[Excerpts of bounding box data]
>> Start

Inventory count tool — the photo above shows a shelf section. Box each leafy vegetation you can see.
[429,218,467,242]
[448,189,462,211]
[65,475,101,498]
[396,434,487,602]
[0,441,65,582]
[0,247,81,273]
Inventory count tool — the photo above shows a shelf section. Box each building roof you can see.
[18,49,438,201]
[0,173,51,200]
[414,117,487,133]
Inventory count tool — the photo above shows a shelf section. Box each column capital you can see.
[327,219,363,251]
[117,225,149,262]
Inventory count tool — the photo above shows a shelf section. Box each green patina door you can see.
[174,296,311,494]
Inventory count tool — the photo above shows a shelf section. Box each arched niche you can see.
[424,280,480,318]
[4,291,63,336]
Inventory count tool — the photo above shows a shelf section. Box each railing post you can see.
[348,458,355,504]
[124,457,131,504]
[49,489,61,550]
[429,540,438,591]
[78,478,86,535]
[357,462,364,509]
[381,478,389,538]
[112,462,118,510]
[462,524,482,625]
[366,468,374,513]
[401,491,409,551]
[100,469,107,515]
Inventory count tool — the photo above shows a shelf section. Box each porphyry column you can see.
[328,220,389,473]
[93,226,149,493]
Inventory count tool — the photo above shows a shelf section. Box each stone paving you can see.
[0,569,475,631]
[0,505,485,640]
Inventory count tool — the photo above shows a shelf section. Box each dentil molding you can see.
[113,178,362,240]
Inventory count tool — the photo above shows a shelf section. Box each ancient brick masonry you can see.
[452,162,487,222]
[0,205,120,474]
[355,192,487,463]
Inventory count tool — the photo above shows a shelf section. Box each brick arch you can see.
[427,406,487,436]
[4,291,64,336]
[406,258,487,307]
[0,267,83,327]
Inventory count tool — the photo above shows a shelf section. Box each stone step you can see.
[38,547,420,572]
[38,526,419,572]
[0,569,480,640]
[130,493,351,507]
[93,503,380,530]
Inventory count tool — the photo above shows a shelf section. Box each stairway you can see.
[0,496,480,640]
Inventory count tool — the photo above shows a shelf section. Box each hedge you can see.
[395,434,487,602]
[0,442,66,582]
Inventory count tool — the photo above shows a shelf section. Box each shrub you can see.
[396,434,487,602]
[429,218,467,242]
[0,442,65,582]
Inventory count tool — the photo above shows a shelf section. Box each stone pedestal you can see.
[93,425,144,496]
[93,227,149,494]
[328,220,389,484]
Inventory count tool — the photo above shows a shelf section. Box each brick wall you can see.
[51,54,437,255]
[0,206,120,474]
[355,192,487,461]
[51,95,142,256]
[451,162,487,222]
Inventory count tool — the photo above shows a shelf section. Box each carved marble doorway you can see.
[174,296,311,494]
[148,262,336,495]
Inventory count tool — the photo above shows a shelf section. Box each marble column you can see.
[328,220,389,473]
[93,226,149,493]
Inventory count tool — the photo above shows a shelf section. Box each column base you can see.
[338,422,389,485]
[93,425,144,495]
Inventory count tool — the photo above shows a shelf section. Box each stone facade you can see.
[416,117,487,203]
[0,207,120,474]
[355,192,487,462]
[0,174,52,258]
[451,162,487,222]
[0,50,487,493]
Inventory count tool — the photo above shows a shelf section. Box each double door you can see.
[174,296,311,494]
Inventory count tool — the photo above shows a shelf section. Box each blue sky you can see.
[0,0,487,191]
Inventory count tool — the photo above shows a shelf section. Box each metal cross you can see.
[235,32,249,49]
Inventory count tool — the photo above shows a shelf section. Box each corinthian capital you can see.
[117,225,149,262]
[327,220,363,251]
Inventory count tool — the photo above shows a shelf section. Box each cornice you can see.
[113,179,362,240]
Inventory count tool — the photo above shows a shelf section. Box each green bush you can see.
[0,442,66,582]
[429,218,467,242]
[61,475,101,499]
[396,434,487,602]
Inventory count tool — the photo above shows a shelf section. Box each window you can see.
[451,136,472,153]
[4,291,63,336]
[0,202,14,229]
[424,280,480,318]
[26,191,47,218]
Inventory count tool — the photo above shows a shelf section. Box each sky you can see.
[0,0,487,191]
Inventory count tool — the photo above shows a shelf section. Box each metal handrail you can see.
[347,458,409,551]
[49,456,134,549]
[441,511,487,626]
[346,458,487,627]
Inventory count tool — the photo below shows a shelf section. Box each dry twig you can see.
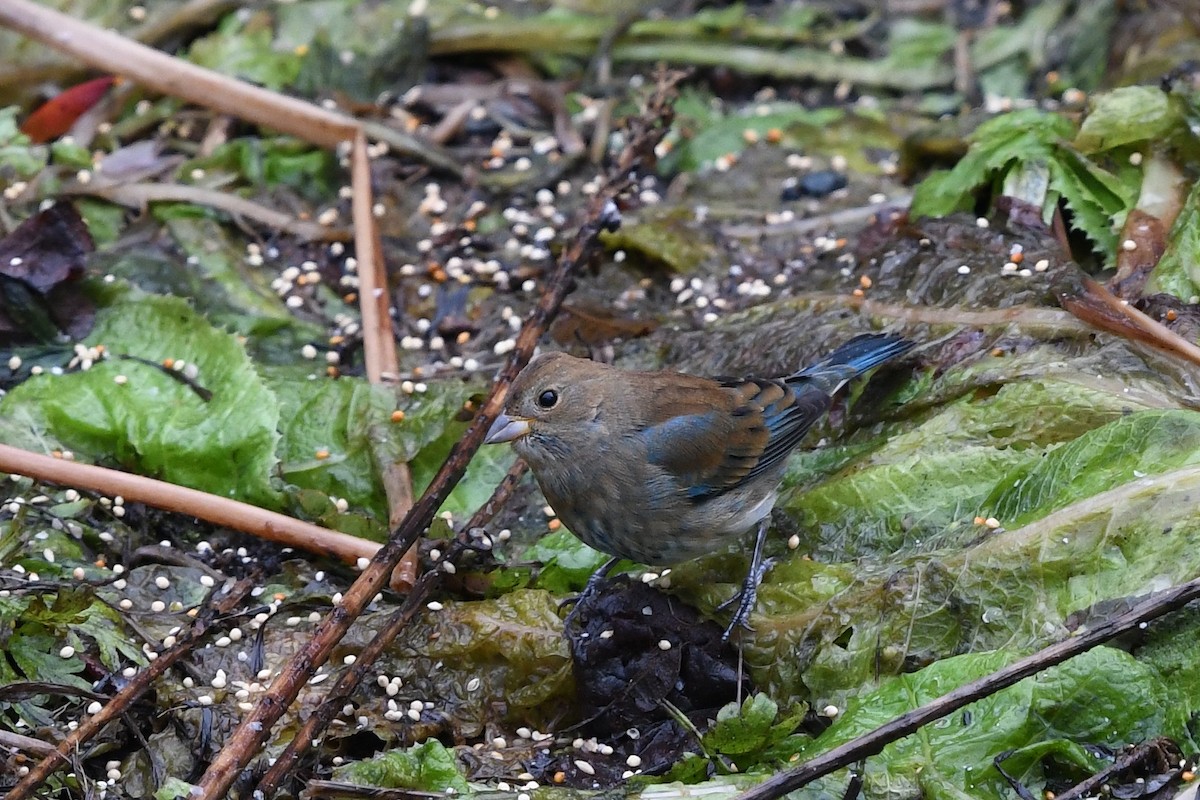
[737,578,1200,800]
[194,71,677,800]
[6,578,254,800]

>> End

Prompt: Rewrite every entry above with each instance of "shelf section" changed to "display area", keeping everything else the same. Omit the pictures from your answer.

Solution to this problem:
Inventory count tool — the photo above shows a display area. Box each leafy vegetation you can see.
[429,218,467,242]
[448,189,462,211]
[65,475,101,498]
[396,434,487,602]
[0,441,65,582]
[0,247,81,273]
Inventory count tool — the photo above shows a display area. Box each building roof you can see.
[18,49,438,201]
[0,173,51,200]
[414,117,487,133]
Inventory count tool — the photo above shows a display area. Box each column capital you can see.
[327,219,363,251]
[117,225,149,262]
Inventory count tool — the photo above shows a display area. Box each green patina door you can see.
[174,296,311,494]
Inventory count tool — the photo above shows a display area. Box each arched niche you can see.
[424,280,480,318]
[4,291,63,336]
Inventory count tool — the photo above shows a display area. Box each railing post you can see.
[348,458,355,504]
[124,457,131,504]
[49,489,61,550]
[429,540,438,591]
[78,478,86,535]
[357,462,364,509]
[381,478,389,538]
[112,462,118,510]
[462,524,482,625]
[366,468,374,513]
[401,491,409,551]
[100,469,107,515]
Inventory count tool — the photo above shows a display area. Box each porphyry column you can see.
[328,220,389,473]
[93,226,149,493]
Inventory count tool — the photo above shows a display area. Box each stone paving you can see.
[0,569,475,631]
[0,505,485,640]
Inventory count tool — the photo above shows a display area. Box each dentil molding you can see.
[113,178,362,240]
Inventory count tool — the photo above shows a display area. Box each ancient brick masonry you can see.
[452,162,487,222]
[0,205,120,474]
[355,192,487,463]
Inventory count tool — the photo above shows a display area. Box each brick arch you can see.
[427,406,487,436]
[4,291,64,336]
[406,258,487,307]
[0,267,83,327]
Inventory count tool — the photo above shows a display area. Box each stone step you can see.
[38,547,420,572]
[38,526,419,572]
[0,569,480,640]
[130,493,351,507]
[93,503,380,530]
Inventory count tool — the photo above shows a display area. Box each stairway you can see.
[0,496,480,640]
Inventory count tool — the photo above shows a display area. Box each hedge you can see.
[395,434,487,602]
[0,442,66,582]
Inventory count tool — the photo above shows a display area. Box each shrub you can see.
[396,434,487,602]
[429,218,467,242]
[0,442,65,582]
Inventory count tool — the photo above shows a display area. Box each stone pedestal you can see.
[93,425,144,496]
[93,227,149,494]
[328,220,389,484]
Inventory count tool — the photo above shows a display area. Box each brick wall you can see.
[51,54,437,255]
[0,206,120,474]
[355,192,487,461]
[51,95,142,256]
[451,162,487,222]
Inventory count tool — the photo above shows a display area. Box each carved marble doorway you can see.
[174,296,311,494]
[148,262,336,495]
Inventory count tool — the photo above shows a display area. Box each marble column you can see.
[328,220,389,473]
[93,226,149,493]
Inventory count tool — the photo above shows a display area. Box each column base you can see.
[338,422,389,485]
[93,425,144,495]
Inventory count tool — the photo above shows a display area. Box each stone facade you can see.
[416,117,487,203]
[0,207,120,474]
[355,192,487,462]
[0,174,52,258]
[451,162,487,222]
[0,50,487,493]
Inventory count tool — the photo above shows a display area. Box each double door you can see.
[174,296,311,494]
Inventory count tool — the photo above shows a display area. Box each blue sky you can see.
[0,0,487,191]
Inventory count tool — the photo above shows a display area. Box each metal cross you can see.
[235,32,249,49]
Inventory count tool — the photo above shows a display area. Box each corinthian capital you can see.
[117,225,149,262]
[327,220,363,251]
Inventory count tool — the photo above shows a display area. Box each cornice you can see.
[113,179,362,240]
Inventory count tool — the photo above shows a display area. Box each green bush you can see.
[0,442,66,582]
[429,218,467,242]
[61,475,101,499]
[396,434,487,602]
Inventory count tool — the photo above shows a display area. Box each window you can see.
[451,136,472,153]
[4,291,63,336]
[0,202,14,229]
[424,280,480,318]
[26,191,47,218]
Inventory count tool — the photo above shows a display area. Box each sky you can see.
[0,0,487,191]
Inventory count tool — the photo above shows a display area. Box each metal handrail you can see.
[347,458,409,551]
[49,456,134,549]
[441,511,487,626]
[346,458,487,627]
Inventory count tool — the photo below shows a display area. Box each dry twig you can see.
[737,578,1200,800]
[194,71,677,800]
[6,578,254,800]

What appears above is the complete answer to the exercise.